Passage for review below:

Punctuated with photos, news headlines, ads, and quotes from the era, this suspenseful and relatable novel by award-winning New York Times best-selling author L.M. Elliott breathes new life into a troubling chapter of our history.
"Riveting...Author Elliott’s technique and methodology are superbly appropriate.” -- The Huffington Post
Little, Brown Books for Young Readers: Under a War-Torn Sky (2003)
When Henry Forester is shot down during a bombing run over France, the World War II pilot finds himself trapped behind enemy lines. In constant danger of discovery by German soldiers, Henry begins a remarkable journey to freedom. Relying on the kindness of strangers, Henry moves from town to town—traveling by moonlight, never asking questions, or even the names of the people who help him along the way. Each day brings him closer to home, yet every step in enemy territory invites new dangers.
Even as Henry fights for his own life, he quickly grows to realize the peril that surrounds all of the French people, and to admire the courage of the freedom fighters who risk death to protect him. Suspenseful and achingly true, this critically acclaimed and deeply beloved novel explores the heartbreak of war, the strength of human spirit, and one young man's struggle to protect the things he loves.
"It’s packed with action, intrigue, and suspense, but this novel celebrates acts of kindness and heroism without glorifying war." -- ABA Booklist
Laura loves to talk about books and writing with children, teens, and/or adults at schools, libraries, conferences, and literary festivals.
For young readers, she focuses on her picture book titles. Emphasizing the creative process, she takes students through the birth of a book—from the first ideas—all the way to publication. She discusses in very simple terms character, plot, and theme, the wonderful collaboration of working with Lynn Munsinger, and what inspired the stories.
With middle grade and teen readers, she focuses on what drives her writing—the fun treasure hunt of research! Sharing some of the more engrossing and even gross tidbits of historical fact she discovers while digging through primary documents, memoirs, and history books to grab students’ attention and bring the past to life. She is happy to jump centuries and novels from assembly to assembly and, as a former magazine journalist, she can address nonfiction writing and reporting techniques as well. It keeps the day interesting to have the variety! She is happy proof that once a person knows how to write, he or she can enjoy writing in multiple genres.

End of Passage for review.

_Using the information:_
**A.** Name every kind of venue where, according to the passage about L.M. Elliott, Laura loves to talk about books and writing.
**B.** Write what comes next in the passage about L.M. Elliott, starting after its last sentence.
None of the dataset lines are needed here.

Record extracts below:

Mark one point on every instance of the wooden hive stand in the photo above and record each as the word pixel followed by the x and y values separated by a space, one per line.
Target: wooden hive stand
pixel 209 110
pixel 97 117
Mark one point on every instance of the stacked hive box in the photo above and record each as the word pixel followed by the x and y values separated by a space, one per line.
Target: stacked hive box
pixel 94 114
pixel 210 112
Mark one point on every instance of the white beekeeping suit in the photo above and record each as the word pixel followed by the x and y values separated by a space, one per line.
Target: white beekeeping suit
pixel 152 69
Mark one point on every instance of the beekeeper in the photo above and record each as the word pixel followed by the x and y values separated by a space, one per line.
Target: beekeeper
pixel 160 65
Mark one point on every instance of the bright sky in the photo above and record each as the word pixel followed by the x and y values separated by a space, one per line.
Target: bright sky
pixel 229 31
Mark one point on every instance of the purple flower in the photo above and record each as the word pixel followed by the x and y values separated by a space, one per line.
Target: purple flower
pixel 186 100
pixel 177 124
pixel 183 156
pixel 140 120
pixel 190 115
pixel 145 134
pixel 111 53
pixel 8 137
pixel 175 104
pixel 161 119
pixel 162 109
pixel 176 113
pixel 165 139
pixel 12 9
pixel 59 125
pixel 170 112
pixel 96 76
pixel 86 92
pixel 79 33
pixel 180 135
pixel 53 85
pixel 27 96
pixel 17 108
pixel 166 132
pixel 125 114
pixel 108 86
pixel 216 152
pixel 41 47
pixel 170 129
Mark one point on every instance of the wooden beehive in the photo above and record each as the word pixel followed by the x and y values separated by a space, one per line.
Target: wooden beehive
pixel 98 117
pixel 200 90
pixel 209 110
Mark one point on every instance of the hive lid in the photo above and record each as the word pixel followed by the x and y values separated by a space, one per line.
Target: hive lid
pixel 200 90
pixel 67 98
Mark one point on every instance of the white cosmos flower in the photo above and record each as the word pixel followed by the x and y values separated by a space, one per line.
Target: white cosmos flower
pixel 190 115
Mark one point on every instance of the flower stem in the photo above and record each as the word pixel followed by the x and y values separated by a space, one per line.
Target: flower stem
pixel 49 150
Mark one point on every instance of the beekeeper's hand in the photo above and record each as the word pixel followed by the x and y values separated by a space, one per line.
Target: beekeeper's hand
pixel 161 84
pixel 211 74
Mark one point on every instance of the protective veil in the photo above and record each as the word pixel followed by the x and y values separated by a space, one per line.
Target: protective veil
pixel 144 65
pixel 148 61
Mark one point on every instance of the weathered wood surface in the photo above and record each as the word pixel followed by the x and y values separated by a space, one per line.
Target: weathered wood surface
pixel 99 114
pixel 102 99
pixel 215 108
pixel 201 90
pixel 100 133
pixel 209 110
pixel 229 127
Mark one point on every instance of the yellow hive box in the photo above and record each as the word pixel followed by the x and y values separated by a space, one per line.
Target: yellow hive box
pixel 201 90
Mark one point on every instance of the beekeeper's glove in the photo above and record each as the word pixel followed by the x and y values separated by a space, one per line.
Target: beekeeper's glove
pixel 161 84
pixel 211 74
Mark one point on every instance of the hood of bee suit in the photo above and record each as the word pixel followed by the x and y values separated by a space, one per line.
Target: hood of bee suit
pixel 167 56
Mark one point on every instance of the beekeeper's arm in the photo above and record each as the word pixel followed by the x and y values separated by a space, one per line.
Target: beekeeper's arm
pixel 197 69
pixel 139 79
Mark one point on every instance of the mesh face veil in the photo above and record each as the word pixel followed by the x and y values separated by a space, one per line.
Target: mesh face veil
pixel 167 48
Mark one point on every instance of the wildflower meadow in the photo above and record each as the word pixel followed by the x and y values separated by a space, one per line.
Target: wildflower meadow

End of Record extracts.

_Answers for the tasks:_
**A.** Schools, libraries, conferences, and literary festivals.

**B.**
Her basic fee for school visits includes up to three assembly presentations, a book signing, and an informal lunch OR afterschool session with selected students or teachers (if desired). Books may be purchased from her publishers at a 40% discount when ordering for a visit.
Workshops can complement or be substituted for school assemblies or be offered as a stand-along opportunity. She includes elements of assembly presentations but the workshop format allows for more concentrated and targeted discussion. Workshops include:
Treasure Hunt of Research, which shows students in grades 5-12 how research really is a treasure hunt and what to do with those gems—primary documents. This workshop can also be presented to teachers, providing educators with strategies for helping students analyze primary sources and techniques for promoting historical inquiry.
Reporting Stories, which uses Laura’s experience in journalism to show students in grades 5-12 how to distill a large, unwieldy topic into a compelling narrative—by finding real live people who endured the events and political movements of a time period. This workshop can also be presented to teachers, providing educators with new techniques for teaching creative writing.
Historical Fiction in the Classroom, which helps teachers know how to evaluate historical fiction’s accuracy and validity and make the most of this genre in their Common Core classrooms.